[begin EXTRACTED RECORDS]

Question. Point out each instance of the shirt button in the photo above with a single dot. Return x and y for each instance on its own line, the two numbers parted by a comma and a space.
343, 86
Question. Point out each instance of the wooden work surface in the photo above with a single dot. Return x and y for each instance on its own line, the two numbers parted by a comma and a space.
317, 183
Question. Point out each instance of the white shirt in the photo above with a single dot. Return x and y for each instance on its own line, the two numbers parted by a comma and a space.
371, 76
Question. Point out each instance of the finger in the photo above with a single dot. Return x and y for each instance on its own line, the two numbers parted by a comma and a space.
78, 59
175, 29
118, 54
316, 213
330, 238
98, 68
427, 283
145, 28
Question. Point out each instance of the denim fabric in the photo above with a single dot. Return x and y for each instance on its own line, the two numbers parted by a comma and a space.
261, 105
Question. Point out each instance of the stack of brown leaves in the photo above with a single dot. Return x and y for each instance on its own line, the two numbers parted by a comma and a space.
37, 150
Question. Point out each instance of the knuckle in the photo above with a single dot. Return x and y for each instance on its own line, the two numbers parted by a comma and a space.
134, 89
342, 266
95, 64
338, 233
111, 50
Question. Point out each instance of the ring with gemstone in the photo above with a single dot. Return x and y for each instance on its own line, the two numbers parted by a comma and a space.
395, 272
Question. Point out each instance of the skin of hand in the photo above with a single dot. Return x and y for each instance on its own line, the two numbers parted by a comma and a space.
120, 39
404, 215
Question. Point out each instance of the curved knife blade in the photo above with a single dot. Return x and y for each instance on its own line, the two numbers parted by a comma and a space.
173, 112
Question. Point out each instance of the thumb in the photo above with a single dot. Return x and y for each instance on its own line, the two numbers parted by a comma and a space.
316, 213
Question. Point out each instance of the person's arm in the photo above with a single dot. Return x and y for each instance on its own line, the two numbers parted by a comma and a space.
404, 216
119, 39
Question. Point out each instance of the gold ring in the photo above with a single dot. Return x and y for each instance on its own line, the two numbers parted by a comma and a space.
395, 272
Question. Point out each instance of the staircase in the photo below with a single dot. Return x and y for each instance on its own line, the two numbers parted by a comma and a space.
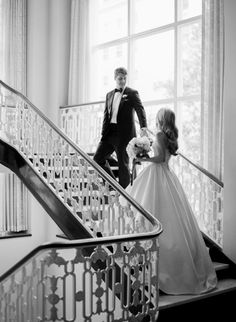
198, 184
110, 273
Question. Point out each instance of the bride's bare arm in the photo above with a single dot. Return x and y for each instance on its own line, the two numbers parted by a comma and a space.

[end EXTRACTED RECORDS]

• TASK TO COMPLETE: Copy out all the data exactly; skip the pictures.

• SOLUTION FOR THIS EXERCISE:
Question. Point out each instance of the shirt button in the photo above with a single dot. Return x and y for each instance on its own line, the two numbers parted by a comma and a space.
343, 86
Question. Point out each instance of the wooden work surface in the photo above with a single dot. Return x and y for each instance on its own line, the two numbers parted by a comma and a space.
317, 183
Question. Point out each instance of the white shirt in the photo above with a single dot. Return x and y for each instance on its own line, the two numbers parted by a comma and a space.
371, 76
Question. Point out each instance of the finger in the photo above with a single dot. Return x and y for each instance on its own line, the two numbers parted by a comma and a space.
78, 59
175, 29
118, 54
316, 213
330, 238
98, 68
427, 283
145, 28
Question. Point out each instance of the denim fabric in the photo above with a single dot. Return x and y for each instance on its own line, the two numbers parted by a comma and a space.
261, 105
Question. Point out each instance of the stack of brown leaves in the photo above with a single dot. Return x and y for each instance on its own line, the two numbers parted by a comma and a space.
37, 150
Question. Point out each instance of the knuckle in the photo above with a single dot. Return x and y for each instance on its own line, the two numbers parted by a comma and a space.
134, 89
342, 266
95, 64
338, 233
111, 50
Question. Point out each instance of the ring with gemstone in the photo above with a single dot. Return x and y for each instance on its own line, the two numbers parted by a comma and a space.
395, 272
Question. Point out each instance of the skin of hand in the photo above with a single dot. Return x and y for each instance on its own line, the two numbers parted by a comma and a space.
120, 39
404, 215
Question. Point out each instance of the curved knife blade in the photo above with a single dot. Return x and y for each instance on its own line, the two numbers parted by a comma and a space.
173, 112
Question. Point out each instance of the thumb in the photo above with a single dot. Return x and y for each instance on its own line, the two numbers parted by a comma and a space.
316, 213
Question. Point out each instance of the person's arm in the photo above with a single dot. Return x and y for each instance on its own line, the two numbers parted by a comma and a space.
404, 216
119, 39
Question. Point out each instance of the gold ring in the photo above with a single dot. Return x and y for each instance on its own line, the two numbers parted by a comma and a space.
395, 272
Question. Point out each instance of the staircase in the photo below with a single dot. Return x and y for each instance on its own line, the two numbers parted by a comma and a space.
198, 184
110, 273
Question. Point out each instance of the bride's bare arm in the photo above with a single dot. Return x and y for each instance on its own line, the two numbers parted by a comma and a space.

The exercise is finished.